Task details> Recast the items below as a JSON list of strings, one string per line and no blank lines. Start at the very first line and stop after the line that holds "left=365, top=138, right=379, bottom=160".
● ● ● ● ●
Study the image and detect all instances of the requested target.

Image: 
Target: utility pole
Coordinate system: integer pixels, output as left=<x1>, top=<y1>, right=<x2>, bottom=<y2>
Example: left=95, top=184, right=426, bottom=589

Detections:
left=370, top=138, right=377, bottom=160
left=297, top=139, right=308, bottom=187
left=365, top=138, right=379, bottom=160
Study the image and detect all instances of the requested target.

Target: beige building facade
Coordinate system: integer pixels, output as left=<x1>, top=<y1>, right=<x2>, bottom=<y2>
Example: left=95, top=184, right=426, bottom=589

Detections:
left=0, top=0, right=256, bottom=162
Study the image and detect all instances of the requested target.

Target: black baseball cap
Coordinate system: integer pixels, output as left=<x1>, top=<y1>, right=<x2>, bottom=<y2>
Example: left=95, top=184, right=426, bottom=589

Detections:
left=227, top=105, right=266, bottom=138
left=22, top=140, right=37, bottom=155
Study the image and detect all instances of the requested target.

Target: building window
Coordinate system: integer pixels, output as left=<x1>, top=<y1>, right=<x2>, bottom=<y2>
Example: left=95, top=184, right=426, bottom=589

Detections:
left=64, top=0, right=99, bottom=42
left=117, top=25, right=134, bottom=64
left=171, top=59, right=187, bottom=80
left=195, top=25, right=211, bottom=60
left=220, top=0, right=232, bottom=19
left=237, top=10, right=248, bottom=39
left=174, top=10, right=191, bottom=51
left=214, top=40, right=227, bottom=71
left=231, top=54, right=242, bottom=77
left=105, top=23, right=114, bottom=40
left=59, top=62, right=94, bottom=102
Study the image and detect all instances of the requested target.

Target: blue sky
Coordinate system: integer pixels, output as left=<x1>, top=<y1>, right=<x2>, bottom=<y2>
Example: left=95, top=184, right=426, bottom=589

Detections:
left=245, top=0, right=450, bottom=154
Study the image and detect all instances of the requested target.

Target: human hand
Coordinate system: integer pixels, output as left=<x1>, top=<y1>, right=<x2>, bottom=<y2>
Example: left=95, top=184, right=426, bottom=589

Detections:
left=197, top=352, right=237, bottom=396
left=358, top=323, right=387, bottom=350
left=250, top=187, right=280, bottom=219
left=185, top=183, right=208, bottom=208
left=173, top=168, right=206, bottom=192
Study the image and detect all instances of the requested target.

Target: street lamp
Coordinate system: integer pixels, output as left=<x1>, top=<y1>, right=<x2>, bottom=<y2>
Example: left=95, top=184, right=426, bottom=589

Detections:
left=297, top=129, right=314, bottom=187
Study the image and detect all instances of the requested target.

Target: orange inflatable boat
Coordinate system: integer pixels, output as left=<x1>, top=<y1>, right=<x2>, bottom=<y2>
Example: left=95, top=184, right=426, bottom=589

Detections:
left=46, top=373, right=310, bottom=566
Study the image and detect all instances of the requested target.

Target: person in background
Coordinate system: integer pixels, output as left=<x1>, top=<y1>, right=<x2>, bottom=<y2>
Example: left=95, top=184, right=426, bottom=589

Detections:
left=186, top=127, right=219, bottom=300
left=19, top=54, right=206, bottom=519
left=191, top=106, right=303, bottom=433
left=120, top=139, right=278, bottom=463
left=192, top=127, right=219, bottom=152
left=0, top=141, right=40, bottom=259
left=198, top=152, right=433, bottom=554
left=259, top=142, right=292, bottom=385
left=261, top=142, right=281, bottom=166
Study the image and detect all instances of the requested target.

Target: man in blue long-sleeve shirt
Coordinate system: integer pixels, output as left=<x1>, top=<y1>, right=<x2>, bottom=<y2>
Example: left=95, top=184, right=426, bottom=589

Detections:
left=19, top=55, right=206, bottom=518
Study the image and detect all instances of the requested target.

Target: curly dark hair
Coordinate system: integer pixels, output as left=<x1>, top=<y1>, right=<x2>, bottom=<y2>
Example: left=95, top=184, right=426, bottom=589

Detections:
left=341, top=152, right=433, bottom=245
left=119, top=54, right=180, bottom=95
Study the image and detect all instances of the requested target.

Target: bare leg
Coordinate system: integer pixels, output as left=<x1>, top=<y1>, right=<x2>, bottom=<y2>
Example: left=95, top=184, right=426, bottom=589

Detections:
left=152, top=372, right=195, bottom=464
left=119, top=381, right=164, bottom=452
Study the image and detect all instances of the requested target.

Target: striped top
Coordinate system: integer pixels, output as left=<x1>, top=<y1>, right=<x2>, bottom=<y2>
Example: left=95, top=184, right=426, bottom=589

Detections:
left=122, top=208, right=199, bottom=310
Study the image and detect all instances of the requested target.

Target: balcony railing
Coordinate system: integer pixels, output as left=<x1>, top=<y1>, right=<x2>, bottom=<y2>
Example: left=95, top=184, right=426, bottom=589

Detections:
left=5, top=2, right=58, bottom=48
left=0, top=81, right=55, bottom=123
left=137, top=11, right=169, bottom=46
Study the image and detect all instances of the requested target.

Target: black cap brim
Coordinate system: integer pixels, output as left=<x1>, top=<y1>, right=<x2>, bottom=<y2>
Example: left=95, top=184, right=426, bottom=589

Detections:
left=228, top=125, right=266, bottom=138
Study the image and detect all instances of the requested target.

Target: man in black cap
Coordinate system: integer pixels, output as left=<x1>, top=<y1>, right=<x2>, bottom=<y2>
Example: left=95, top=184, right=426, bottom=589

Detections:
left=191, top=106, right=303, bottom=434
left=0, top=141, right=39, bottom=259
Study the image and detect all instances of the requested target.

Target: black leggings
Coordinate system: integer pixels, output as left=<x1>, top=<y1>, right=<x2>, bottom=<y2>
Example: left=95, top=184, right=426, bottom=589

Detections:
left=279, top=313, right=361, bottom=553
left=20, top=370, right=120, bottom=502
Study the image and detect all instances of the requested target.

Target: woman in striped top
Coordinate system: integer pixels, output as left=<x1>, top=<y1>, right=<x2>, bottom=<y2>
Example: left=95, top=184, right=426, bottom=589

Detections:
● ● ● ● ●
Correct answer>
[
  "Study the image and detect all instances of the requested target.",
  "Image: ",
  "Target: utility pole",
  "Coordinate system: integer pixels, output as left=<x1>, top=<y1>, right=<x2>, bottom=<y2>",
  "Example: left=95, top=184, right=426, bottom=589",
  "Detections:",
  "left=370, top=138, right=377, bottom=160",
  "left=297, top=139, right=308, bottom=187",
  "left=365, top=138, right=379, bottom=160"
]